## Task statement
Each record below needs to be written out exactly as it reads.

*** Records to use Section Begins ***

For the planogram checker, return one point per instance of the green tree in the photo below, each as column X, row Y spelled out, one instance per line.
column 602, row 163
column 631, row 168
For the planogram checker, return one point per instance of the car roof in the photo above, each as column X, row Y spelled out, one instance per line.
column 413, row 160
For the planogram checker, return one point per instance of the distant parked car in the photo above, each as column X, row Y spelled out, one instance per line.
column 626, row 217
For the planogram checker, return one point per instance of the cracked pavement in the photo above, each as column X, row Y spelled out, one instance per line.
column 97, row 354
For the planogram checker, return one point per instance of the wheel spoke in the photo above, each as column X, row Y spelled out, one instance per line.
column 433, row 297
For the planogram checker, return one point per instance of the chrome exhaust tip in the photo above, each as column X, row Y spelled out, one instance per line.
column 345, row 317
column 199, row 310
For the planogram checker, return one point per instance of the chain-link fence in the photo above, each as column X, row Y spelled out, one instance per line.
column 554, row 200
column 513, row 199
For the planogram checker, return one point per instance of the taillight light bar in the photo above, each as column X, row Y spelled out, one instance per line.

*** Records to use Section Ends ***

## Problem solution
For the planogram checker, return one point per instance of the green tree in the photo below, each as column X, row Y spelled out, one instance per line.
column 602, row 163
column 631, row 168
For the planogram checker, return one point per instance of the car roof in the photo above, each as column X, row Y spelled out, one instance per line.
column 413, row 160
For the planogram checker, return one point per instance of the distant parked car in the photo above, each as column X, row Y spelled out, one instance per line.
column 626, row 217
For the planogram checker, return one point per instance of the cracked pavement in the photo above, each as column X, row Y spelled out, one instance per line.
column 97, row 354
For the planogram checker, return one point per instance of the wheel spoke in the photo above, each as column X, row Y spelled out, one instance per line.
column 433, row 297
For the planogram checker, return one point per instance of the chrome exhaust tip in the photo above, each as column X, row Y spelled out, one instance per line.
column 345, row 317
column 199, row 310
For the planogram checker, return one point per instance of the chain-link fence in the photo above, each as column X, row Y spelled out, one instance per line.
column 554, row 200
column 513, row 199
For the planogram checker, return one point per instance of the taillight light bar in the photo above, each as column X, row Y spelled out, one instance per line.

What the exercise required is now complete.